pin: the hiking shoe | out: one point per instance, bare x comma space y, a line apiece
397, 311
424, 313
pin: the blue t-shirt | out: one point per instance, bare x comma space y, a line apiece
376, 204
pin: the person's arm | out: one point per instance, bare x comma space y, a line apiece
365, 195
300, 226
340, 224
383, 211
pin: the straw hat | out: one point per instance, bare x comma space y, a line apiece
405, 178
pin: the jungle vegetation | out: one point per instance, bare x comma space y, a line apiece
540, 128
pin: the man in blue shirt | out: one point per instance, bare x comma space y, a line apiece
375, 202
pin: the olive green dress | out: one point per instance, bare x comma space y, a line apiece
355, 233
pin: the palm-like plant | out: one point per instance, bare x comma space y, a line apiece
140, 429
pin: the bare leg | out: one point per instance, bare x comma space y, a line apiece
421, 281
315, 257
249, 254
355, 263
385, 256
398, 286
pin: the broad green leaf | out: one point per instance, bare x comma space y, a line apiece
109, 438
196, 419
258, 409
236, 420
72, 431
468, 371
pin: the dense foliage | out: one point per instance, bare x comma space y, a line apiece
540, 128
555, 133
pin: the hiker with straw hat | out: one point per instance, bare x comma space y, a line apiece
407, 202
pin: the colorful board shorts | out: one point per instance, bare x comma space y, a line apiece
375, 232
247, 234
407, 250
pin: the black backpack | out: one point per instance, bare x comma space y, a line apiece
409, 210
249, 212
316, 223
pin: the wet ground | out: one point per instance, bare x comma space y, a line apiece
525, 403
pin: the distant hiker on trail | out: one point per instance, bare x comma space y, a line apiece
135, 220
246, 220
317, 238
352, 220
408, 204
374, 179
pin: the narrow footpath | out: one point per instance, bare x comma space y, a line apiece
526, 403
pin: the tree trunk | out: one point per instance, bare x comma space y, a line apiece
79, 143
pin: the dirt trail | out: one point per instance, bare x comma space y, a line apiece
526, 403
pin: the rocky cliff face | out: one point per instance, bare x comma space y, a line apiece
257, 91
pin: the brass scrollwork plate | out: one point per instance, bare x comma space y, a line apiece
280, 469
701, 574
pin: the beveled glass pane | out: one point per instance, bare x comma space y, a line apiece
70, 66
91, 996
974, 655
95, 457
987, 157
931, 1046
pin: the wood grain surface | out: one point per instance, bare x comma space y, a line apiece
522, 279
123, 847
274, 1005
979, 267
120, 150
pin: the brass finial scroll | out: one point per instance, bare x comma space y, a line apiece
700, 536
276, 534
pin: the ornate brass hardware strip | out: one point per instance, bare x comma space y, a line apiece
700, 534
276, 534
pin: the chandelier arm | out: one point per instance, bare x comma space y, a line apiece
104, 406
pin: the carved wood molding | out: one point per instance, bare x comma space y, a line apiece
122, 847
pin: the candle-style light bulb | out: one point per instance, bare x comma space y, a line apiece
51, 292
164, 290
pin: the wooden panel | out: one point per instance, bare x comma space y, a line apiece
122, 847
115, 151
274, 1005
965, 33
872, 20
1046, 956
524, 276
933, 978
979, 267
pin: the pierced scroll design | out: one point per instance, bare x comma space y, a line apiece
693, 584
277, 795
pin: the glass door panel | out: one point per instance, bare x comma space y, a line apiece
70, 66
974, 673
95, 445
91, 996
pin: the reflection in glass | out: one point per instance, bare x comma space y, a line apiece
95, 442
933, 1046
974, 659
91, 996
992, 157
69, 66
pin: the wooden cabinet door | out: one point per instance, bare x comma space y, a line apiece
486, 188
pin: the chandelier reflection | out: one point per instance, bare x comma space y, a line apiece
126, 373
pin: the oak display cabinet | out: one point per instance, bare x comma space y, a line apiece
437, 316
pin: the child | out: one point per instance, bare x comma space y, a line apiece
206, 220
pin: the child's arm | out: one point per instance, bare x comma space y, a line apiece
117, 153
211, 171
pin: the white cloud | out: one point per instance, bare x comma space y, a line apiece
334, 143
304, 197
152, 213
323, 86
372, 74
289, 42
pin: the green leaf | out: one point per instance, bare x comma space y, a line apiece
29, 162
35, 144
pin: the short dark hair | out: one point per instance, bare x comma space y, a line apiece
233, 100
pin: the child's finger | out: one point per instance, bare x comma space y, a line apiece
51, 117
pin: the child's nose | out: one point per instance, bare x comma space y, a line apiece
────
- _Goal_
Rewrite all of the data above with "a line apiece" changed to "one per line" and nothing else altered.

- _Worked solution_
pin: the hiking shoe | out: one point per instance, bare x comma space y, one per line
397, 311
424, 313
pin: the blue t-shirt | out: one point per instance, bare x comma space y, one per line
376, 204
pin: the person's arm | out: one point per instance, bare x comma space y, one per line
365, 195
300, 226
340, 224
383, 211
pin: the straw hat | out: one point per instance, bare x comma space y, one per line
405, 178
pin: the jungle vegetation | out: one point per instance, bare x comma space y, one per line
540, 128
pin: the man in blue shirt | out: one point per instance, bare x comma space y, one per line
375, 202
pin: the olive green dress | out: one point per instance, bare x comma space y, one per line
355, 233
pin: the palm-like plant | out: one point per instance, bare x comma space y, one per line
140, 429
pin: the bare leg | out: one point per instance, bare x comma space y, one per line
421, 281
315, 257
249, 254
355, 263
385, 256
398, 286
pin: the broad green leaf | out: one point per instance, bare x comma space y, one per line
109, 438
196, 419
258, 409
236, 420
72, 431
468, 371
pin: the dense foliage | out: one point per instance, bare x comma space y, one per line
540, 128
555, 133
pin: the hiker with straw hat | out: one point per instance, bare x comma space y, one per line
407, 202
pin: the colorful board shorts | out: one point per instance, bare x comma space y, one per line
375, 232
247, 234
407, 250
pin: the black backpack | out: one point per instance, bare x comma space y, one per line
409, 210
249, 212
316, 223
pin: the wet ground | out: one point per instance, bare x comma space y, one per line
525, 403
pin: the distant hiker on trail | out: one point per instance, bare x comma space y, one per line
135, 220
246, 220
317, 238
352, 220
408, 204
374, 179
pin: the narrow footpath | out: one point per instance, bare x comma space y, one per line
526, 403
pin: the tree trunk | out: one point per instance, bare x comma space y, one per line
79, 143
pin: the dirt trail | out: one point per instance, bare x comma space y, one per line
526, 403
pin: the rocky cliff face | out: one point per instance, bare x comma space y, one per line
257, 91
pin: the brass scrollwork plate | out: one point per instance, bare x comma space y, one per line
280, 469
701, 574
pin: the beveled glass pane | out: one point per instance, bare x comma space y, one per line
70, 66
91, 996
974, 655
95, 457
987, 157
931, 1046
pin: the wood grain surface | out: one point per instance, bare x comma space y, one per line
522, 279
123, 847
274, 1005
979, 267
120, 150
pin: the brass finial scroll | out: one point per instance, bare x comma space y, one per line
700, 536
276, 534
pin: the ornate brass hardware strip | out: one point per instance, bare x comma space y, one per line
700, 534
276, 534
pin: the chandelier arm | out: one point per instance, bare x comma space y, one per line
104, 406
pin: the carved wood molding | out: one point per instance, bare x comma space y, one per line
122, 847
pin: the candle-style light bulb | out: one point per instance, bare x comma space y, one per line
51, 292
164, 290
pin: the wooden panel | out: one point per instance, bare x comma space y, one per line
122, 847
115, 151
274, 1005
965, 33
872, 20
1046, 956
524, 276
933, 978
979, 267
pin: the pierced scroll design | out: one point per instance, bare x comma space y, one per line
693, 584
277, 795
pin: the glass door panel | out: one point per instance, bare x comma space y, one per line
70, 66
974, 673
95, 445
91, 996
pin: the reflection in glass | out: one point per instance, bare x comma space y, one per line
95, 442
933, 1046
974, 659
91, 996
992, 157
69, 66
pin: the wooden cabinet door | out: one point per instance, bare x comma space y, one per line
486, 188
pin: the chandelier reflection | out: one point per instance, bare x comma space y, one per line
126, 373
pin: the oak display cabinet | out: one point per instance, bare x comma space y, one per line
437, 316
pin: the child | out: one point per instance, bare x comma space y, one per line
206, 220
pin: the child's arm | out: one point per instance, bare x comma space y, one per line
117, 153
211, 171
pin: the white cloud | out: one point per instance, bare x comma space y, one per line
334, 143
304, 197
152, 213
323, 86
372, 74
289, 42
pin: the green leaf | out: one point per instance, bare x comma space y, one per line
29, 162
35, 144
pin: the short dark hair | out: one point per instance, bare x comma space y, one per line
233, 100
pin: the child's finger | out: one point per instance, bare x comma space y, one per line
51, 117
pin: the child's nose | out: one point per instance, bare x comma space y, one per line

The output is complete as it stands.